• **CONSIGNE**:
Repérez toutes les lignes du matériel ci-dessous qui contiennent la chaîne « building », puis recopiez-les.

• **ÉLÉMENTS**:
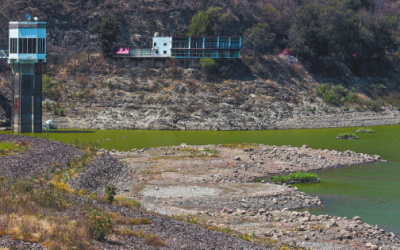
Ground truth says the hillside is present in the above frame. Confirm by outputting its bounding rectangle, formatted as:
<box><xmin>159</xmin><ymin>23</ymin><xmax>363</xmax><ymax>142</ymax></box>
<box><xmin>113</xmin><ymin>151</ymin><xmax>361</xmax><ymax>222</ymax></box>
<box><xmin>0</xmin><ymin>0</ymin><xmax>400</xmax><ymax>130</ymax></box>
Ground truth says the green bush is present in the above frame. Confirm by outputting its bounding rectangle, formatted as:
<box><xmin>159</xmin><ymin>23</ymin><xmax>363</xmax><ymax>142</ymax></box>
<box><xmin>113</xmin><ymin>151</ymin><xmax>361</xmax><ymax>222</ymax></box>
<box><xmin>187</xmin><ymin>11</ymin><xmax>211</xmax><ymax>36</ymax></box>
<box><xmin>104</xmin><ymin>184</ymin><xmax>117</xmax><ymax>204</ymax></box>
<box><xmin>200</xmin><ymin>58</ymin><xmax>219</xmax><ymax>74</ymax></box>
<box><xmin>88</xmin><ymin>209</ymin><xmax>112</xmax><ymax>240</ymax></box>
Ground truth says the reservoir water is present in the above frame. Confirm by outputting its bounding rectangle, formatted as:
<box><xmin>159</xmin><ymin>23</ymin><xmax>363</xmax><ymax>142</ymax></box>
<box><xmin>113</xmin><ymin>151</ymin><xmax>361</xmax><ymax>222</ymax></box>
<box><xmin>1</xmin><ymin>125</ymin><xmax>400</xmax><ymax>234</ymax></box>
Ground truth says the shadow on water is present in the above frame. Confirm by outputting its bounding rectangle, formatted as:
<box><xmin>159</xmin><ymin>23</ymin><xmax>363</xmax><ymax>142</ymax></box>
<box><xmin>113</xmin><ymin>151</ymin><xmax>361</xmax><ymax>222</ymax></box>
<box><xmin>42</xmin><ymin>130</ymin><xmax>96</xmax><ymax>134</ymax></box>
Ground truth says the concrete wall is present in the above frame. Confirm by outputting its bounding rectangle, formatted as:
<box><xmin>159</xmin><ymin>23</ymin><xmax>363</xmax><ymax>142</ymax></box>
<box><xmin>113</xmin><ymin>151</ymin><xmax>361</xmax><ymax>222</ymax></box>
<box><xmin>153</xmin><ymin>37</ymin><xmax>171</xmax><ymax>57</ymax></box>
<box><xmin>11</xmin><ymin>62</ymin><xmax>42</xmax><ymax>133</ymax></box>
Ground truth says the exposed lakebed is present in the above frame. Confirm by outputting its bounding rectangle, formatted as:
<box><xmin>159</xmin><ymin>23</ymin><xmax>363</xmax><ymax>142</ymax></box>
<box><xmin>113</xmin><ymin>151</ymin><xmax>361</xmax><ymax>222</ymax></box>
<box><xmin>1</xmin><ymin>125</ymin><xmax>400</xmax><ymax>233</ymax></box>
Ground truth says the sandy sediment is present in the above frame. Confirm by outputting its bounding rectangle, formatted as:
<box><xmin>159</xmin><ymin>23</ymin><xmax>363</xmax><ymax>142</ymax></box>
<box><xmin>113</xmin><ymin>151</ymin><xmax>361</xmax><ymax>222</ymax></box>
<box><xmin>88</xmin><ymin>144</ymin><xmax>400</xmax><ymax>249</ymax></box>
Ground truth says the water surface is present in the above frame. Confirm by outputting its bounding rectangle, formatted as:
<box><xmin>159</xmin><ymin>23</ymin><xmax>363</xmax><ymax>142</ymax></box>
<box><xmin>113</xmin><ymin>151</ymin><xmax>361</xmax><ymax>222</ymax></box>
<box><xmin>4</xmin><ymin>125</ymin><xmax>400</xmax><ymax>234</ymax></box>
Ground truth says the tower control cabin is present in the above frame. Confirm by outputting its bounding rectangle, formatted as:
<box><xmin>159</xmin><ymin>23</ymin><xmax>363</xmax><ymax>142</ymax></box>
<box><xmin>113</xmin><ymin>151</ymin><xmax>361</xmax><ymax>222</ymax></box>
<box><xmin>8</xmin><ymin>21</ymin><xmax>46</xmax><ymax>133</ymax></box>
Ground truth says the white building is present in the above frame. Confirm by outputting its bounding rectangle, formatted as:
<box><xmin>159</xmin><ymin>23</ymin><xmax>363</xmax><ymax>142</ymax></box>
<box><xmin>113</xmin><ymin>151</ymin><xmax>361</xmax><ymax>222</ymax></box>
<box><xmin>115</xmin><ymin>33</ymin><xmax>242</xmax><ymax>59</ymax></box>
<box><xmin>8</xmin><ymin>22</ymin><xmax>46</xmax><ymax>64</ymax></box>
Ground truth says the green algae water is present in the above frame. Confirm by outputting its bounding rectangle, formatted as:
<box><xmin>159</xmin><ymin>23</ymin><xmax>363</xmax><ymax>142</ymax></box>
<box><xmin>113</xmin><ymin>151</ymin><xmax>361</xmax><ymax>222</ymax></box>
<box><xmin>2</xmin><ymin>125</ymin><xmax>400</xmax><ymax>234</ymax></box>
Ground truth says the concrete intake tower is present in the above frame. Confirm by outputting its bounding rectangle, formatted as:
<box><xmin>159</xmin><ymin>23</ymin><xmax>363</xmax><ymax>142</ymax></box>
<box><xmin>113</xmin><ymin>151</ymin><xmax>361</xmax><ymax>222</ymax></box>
<box><xmin>8</xmin><ymin>21</ymin><xmax>46</xmax><ymax>133</ymax></box>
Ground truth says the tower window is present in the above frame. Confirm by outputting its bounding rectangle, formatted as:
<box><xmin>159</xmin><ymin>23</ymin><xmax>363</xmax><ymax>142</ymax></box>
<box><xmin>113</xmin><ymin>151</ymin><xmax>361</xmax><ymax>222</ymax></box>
<box><xmin>10</xmin><ymin>38</ymin><xmax>18</xmax><ymax>54</ymax></box>
<box><xmin>38</xmin><ymin>38</ymin><xmax>46</xmax><ymax>54</ymax></box>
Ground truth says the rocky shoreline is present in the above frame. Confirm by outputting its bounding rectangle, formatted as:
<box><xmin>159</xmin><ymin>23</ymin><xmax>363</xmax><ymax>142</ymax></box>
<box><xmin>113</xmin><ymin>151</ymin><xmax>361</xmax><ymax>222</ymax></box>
<box><xmin>75</xmin><ymin>144</ymin><xmax>400</xmax><ymax>249</ymax></box>
<box><xmin>0</xmin><ymin>135</ymin><xmax>400</xmax><ymax>250</ymax></box>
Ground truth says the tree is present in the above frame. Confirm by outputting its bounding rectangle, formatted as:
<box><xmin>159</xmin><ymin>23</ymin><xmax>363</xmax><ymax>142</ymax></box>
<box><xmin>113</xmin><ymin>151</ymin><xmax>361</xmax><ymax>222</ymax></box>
<box><xmin>93</xmin><ymin>17</ymin><xmax>121</xmax><ymax>56</ymax></box>
<box><xmin>104</xmin><ymin>184</ymin><xmax>117</xmax><ymax>204</ymax></box>
<box><xmin>187</xmin><ymin>11</ymin><xmax>211</xmax><ymax>36</ymax></box>
<box><xmin>243</xmin><ymin>23</ymin><xmax>275</xmax><ymax>58</ymax></box>
<box><xmin>206</xmin><ymin>6</ymin><xmax>231</xmax><ymax>36</ymax></box>
<box><xmin>289</xmin><ymin>0</ymin><xmax>393</xmax><ymax>61</ymax></box>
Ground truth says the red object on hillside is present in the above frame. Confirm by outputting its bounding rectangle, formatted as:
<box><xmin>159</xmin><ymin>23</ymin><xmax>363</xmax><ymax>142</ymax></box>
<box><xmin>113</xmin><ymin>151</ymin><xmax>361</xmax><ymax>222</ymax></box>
<box><xmin>279</xmin><ymin>49</ymin><xmax>291</xmax><ymax>56</ymax></box>
<box><xmin>117</xmin><ymin>47</ymin><xmax>129</xmax><ymax>55</ymax></box>
<box><xmin>14</xmin><ymin>97</ymin><xmax>18</xmax><ymax>111</ymax></box>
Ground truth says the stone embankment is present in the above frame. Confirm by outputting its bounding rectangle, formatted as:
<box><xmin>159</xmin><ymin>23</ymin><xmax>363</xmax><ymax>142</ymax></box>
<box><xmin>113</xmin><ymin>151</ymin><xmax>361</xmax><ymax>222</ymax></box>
<box><xmin>0</xmin><ymin>134</ymin><xmax>83</xmax><ymax>178</ymax></box>
<box><xmin>64</xmin><ymin>144</ymin><xmax>400</xmax><ymax>250</ymax></box>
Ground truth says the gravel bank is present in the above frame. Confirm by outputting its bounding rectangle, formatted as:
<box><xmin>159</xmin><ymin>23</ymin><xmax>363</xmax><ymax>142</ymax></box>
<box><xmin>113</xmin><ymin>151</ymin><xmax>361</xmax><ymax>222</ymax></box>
<box><xmin>0</xmin><ymin>134</ymin><xmax>83</xmax><ymax>178</ymax></box>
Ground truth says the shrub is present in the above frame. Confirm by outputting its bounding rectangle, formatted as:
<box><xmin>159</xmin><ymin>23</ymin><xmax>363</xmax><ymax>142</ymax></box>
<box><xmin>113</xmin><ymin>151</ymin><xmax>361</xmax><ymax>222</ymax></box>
<box><xmin>88</xmin><ymin>209</ymin><xmax>112</xmax><ymax>240</ymax></box>
<box><xmin>104</xmin><ymin>184</ymin><xmax>117</xmax><ymax>204</ymax></box>
<box><xmin>145</xmin><ymin>234</ymin><xmax>167</xmax><ymax>247</ymax></box>
<box><xmin>200</xmin><ymin>58</ymin><xmax>218</xmax><ymax>74</ymax></box>
<box><xmin>186</xmin><ymin>11</ymin><xmax>211</xmax><ymax>36</ymax></box>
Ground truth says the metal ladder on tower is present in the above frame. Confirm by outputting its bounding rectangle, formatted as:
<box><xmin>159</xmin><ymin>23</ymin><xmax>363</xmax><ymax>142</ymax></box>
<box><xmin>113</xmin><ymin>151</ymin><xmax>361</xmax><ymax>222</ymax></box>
<box><xmin>0</xmin><ymin>49</ymin><xmax>8</xmax><ymax>61</ymax></box>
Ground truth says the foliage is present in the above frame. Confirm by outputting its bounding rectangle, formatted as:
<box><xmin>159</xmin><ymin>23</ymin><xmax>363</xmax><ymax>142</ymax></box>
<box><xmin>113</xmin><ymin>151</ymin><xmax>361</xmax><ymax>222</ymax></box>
<box><xmin>93</xmin><ymin>17</ymin><xmax>121</xmax><ymax>56</ymax></box>
<box><xmin>0</xmin><ymin>141</ymin><xmax>30</xmax><ymax>156</ymax></box>
<box><xmin>200</xmin><ymin>58</ymin><xmax>219</xmax><ymax>74</ymax></box>
<box><xmin>104</xmin><ymin>184</ymin><xmax>117</xmax><ymax>204</ymax></box>
<box><xmin>271</xmin><ymin>172</ymin><xmax>318</xmax><ymax>183</ymax></box>
<box><xmin>145</xmin><ymin>234</ymin><xmax>167</xmax><ymax>247</ymax></box>
<box><xmin>206</xmin><ymin>6</ymin><xmax>232</xmax><ymax>36</ymax></box>
<box><xmin>88</xmin><ymin>209</ymin><xmax>112</xmax><ymax>240</ymax></box>
<box><xmin>186</xmin><ymin>11</ymin><xmax>211</xmax><ymax>36</ymax></box>
<box><xmin>289</xmin><ymin>0</ymin><xmax>394</xmax><ymax>61</ymax></box>
<box><xmin>243</xmin><ymin>23</ymin><xmax>275</xmax><ymax>57</ymax></box>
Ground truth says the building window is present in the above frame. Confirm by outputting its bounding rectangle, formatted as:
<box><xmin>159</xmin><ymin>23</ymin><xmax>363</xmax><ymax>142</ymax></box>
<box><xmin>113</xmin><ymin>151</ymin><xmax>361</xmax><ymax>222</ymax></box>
<box><xmin>10</xmin><ymin>38</ymin><xmax>18</xmax><ymax>54</ymax></box>
<box><xmin>18</xmin><ymin>38</ymin><xmax>37</xmax><ymax>54</ymax></box>
<box><xmin>171</xmin><ymin>50</ymin><xmax>188</xmax><ymax>57</ymax></box>
<box><xmin>38</xmin><ymin>38</ymin><xmax>46</xmax><ymax>54</ymax></box>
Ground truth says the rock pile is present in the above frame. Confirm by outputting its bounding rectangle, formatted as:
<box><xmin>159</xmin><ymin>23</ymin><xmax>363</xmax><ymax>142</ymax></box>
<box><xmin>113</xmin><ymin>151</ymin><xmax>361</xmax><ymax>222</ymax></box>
<box><xmin>0</xmin><ymin>134</ymin><xmax>83</xmax><ymax>178</ymax></box>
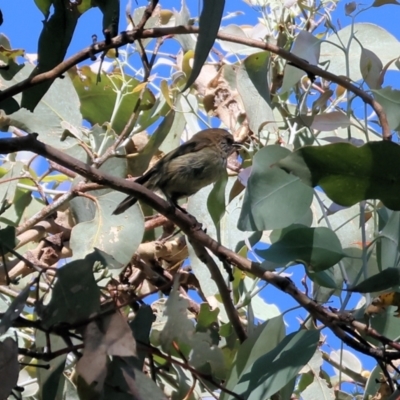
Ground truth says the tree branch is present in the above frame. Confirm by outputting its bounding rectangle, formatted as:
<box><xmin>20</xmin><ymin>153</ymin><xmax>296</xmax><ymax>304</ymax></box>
<box><xmin>0</xmin><ymin>134</ymin><xmax>399</xmax><ymax>361</ymax></box>
<box><xmin>0</xmin><ymin>26</ymin><xmax>392</xmax><ymax>140</ymax></box>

• **RÉSULTAT DE L'EXERCICE**:
Ground truth says the white building is present in the above frame. Confirm by outputting its bounding rectangle, formatted as:
Ground truth says the building window is present in the above frame. Confirm by outputting its bounding rectangle, formatted as:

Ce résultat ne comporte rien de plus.